# [Required work]
Reproduce only the lines that run from the line with "Query: office ceiling" to the last line of the material, both ends included, exactly as they appear.

# [Extracted information]
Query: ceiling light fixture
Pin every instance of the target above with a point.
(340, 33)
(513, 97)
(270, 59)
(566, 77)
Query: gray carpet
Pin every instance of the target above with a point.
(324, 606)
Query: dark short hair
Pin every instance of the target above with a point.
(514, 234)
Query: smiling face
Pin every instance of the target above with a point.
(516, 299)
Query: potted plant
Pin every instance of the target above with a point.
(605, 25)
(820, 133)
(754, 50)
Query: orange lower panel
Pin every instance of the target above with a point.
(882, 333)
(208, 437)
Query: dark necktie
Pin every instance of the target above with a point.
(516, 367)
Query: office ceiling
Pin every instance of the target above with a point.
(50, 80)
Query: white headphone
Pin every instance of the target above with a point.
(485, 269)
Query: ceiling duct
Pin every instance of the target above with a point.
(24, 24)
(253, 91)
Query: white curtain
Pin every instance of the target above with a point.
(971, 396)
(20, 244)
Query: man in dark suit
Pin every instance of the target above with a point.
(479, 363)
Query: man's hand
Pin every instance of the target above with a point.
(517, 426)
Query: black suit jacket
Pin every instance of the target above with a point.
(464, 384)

# [Expected answer]
Query: office ceiling
Pin every instance of the target above with a point.
(50, 80)
Query: white headphone
Pin every instance of the target above with a point.
(485, 269)
Query: ceiling duct
Pin every instance of the target above with a point.
(24, 24)
(253, 91)
Query: white curtain
Pin every instance of the target above with a point.
(971, 396)
(20, 244)
Query: man in dark suit
Pin every instance of the target above with a point.
(479, 363)
Query: man's hand
Pin every instance of the target above with a point.
(517, 426)
Query: black suit jacket
Pin every instance of the target above with a point.
(464, 384)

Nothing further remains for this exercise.